-- Given entries --
────────────────

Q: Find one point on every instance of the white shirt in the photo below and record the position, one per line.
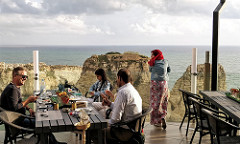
(127, 105)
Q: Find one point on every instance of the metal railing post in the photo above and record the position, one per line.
(214, 85)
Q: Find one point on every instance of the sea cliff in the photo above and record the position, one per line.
(84, 77)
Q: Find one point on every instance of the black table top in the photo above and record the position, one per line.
(66, 122)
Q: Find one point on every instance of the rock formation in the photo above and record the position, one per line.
(53, 75)
(84, 77)
(111, 63)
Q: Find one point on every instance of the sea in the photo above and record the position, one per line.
(179, 57)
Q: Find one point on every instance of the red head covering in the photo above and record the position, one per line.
(157, 56)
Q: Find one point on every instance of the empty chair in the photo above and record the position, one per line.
(189, 112)
(201, 118)
(12, 129)
(221, 130)
(135, 129)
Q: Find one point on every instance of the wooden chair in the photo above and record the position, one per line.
(189, 112)
(201, 118)
(135, 129)
(12, 130)
(221, 131)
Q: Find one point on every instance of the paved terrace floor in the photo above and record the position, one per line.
(154, 135)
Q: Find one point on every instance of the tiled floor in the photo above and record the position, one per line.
(154, 135)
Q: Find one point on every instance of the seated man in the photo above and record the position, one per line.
(100, 85)
(11, 98)
(127, 105)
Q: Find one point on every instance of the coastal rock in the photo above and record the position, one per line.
(84, 77)
(111, 63)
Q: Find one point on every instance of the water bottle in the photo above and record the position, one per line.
(43, 86)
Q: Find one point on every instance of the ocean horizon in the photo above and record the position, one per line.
(179, 57)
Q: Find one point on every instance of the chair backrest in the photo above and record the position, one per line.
(185, 96)
(11, 119)
(138, 123)
(218, 126)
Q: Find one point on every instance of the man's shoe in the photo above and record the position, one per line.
(164, 125)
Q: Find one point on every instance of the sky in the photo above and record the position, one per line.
(116, 22)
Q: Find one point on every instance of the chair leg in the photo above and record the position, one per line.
(182, 121)
(193, 135)
(200, 138)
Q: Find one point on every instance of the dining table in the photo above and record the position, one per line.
(226, 104)
(50, 120)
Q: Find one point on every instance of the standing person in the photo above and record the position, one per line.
(11, 99)
(159, 69)
(100, 86)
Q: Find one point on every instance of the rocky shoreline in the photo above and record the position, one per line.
(83, 77)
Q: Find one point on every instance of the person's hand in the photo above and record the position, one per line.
(109, 93)
(106, 102)
(91, 93)
(32, 113)
(32, 98)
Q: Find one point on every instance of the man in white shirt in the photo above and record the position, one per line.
(127, 105)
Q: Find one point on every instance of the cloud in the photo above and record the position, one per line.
(19, 7)
(55, 7)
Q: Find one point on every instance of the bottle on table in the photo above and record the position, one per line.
(43, 86)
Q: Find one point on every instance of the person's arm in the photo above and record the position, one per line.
(106, 86)
(150, 68)
(92, 88)
(118, 109)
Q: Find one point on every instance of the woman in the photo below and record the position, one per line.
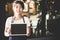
(17, 7)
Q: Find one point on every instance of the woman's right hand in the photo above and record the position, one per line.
(7, 32)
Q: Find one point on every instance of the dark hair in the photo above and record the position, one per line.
(20, 2)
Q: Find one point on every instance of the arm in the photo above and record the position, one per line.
(7, 30)
(28, 31)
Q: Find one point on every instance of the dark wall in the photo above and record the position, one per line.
(54, 26)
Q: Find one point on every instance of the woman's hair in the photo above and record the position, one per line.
(20, 2)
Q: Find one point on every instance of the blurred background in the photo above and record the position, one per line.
(44, 17)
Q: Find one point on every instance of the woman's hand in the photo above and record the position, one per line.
(7, 32)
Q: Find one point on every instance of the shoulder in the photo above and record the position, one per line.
(9, 18)
(26, 18)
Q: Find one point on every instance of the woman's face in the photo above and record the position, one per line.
(17, 8)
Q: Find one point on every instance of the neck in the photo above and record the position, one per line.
(17, 17)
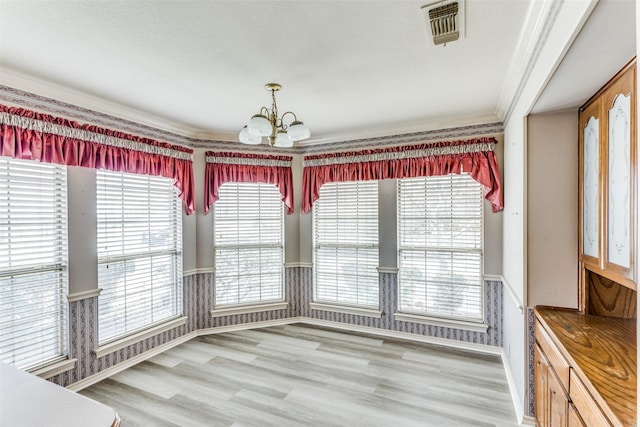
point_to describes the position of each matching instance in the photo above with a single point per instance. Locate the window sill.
(446, 323)
(54, 368)
(346, 309)
(245, 309)
(137, 337)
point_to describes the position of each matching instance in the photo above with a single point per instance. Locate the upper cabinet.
(608, 175)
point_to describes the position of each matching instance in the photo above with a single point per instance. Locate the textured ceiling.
(348, 68)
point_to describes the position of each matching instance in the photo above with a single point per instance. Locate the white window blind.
(345, 221)
(440, 223)
(139, 253)
(33, 263)
(248, 244)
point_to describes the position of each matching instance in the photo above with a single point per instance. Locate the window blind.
(440, 227)
(248, 244)
(33, 263)
(345, 221)
(139, 253)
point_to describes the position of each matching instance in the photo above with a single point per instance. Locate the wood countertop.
(602, 351)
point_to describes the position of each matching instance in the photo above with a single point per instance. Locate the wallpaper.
(198, 298)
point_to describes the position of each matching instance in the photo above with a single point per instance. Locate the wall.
(199, 272)
(552, 209)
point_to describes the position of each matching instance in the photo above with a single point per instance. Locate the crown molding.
(24, 91)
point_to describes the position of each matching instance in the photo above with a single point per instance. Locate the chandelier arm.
(274, 107)
(282, 125)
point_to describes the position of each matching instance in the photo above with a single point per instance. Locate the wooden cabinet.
(574, 418)
(558, 402)
(584, 369)
(541, 370)
(607, 191)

────────────────

Please copy exactly the lines from the one that contains "Q: Find one point on every instance of the neck" through the last line of the listing above, leaving out the pictures.

Q: Find one point on every instance of the neck in the photo above and record the position, one per line.
(17, 17)
point_to describes the position of each matching instance in the photo above with a single point per instance. Locate the window sill.
(446, 323)
(54, 368)
(346, 309)
(245, 309)
(137, 337)
point_to describes the position of each matching instance in the photo above with a single point per instance. Locate the upper cabinet.
(608, 175)
point_to describes the position of each matching instance in the photo above with a single point per instance. Locate the textured ceiling.
(348, 68)
point_to describes the position of each matching instance in the photo above with a single point per instance. Locate the white window blind.
(345, 221)
(440, 223)
(139, 253)
(33, 263)
(248, 244)
point_to describes the position of each matching instance in the photo above with a single point per instance. Locate the window blind.
(440, 227)
(248, 244)
(33, 263)
(345, 221)
(139, 253)
point_to describes the position of each matching instance in the photo above with a single point per instance. Locate the wood countertop.
(602, 351)
point_to describes the position of each matching instance in the photo above with a single point per instance. Locate the wallpaper.
(198, 298)
point_to describes the position of each matching instance in the photo above with a single point per instance. Locate the wall.
(199, 272)
(552, 209)
point_to describes the position of each matching instance in the photo above with a single point per instance. Locate the crown molding.
(24, 91)
point_to describes the position of each matching instance in the photo above with a single point per instance. Locate the chandelier arm.
(274, 107)
(282, 125)
point_to describes the position of each matching instance in the photo above with a single point per instance. Locate the wooden cabinet.
(574, 418)
(558, 402)
(584, 369)
(541, 370)
(607, 191)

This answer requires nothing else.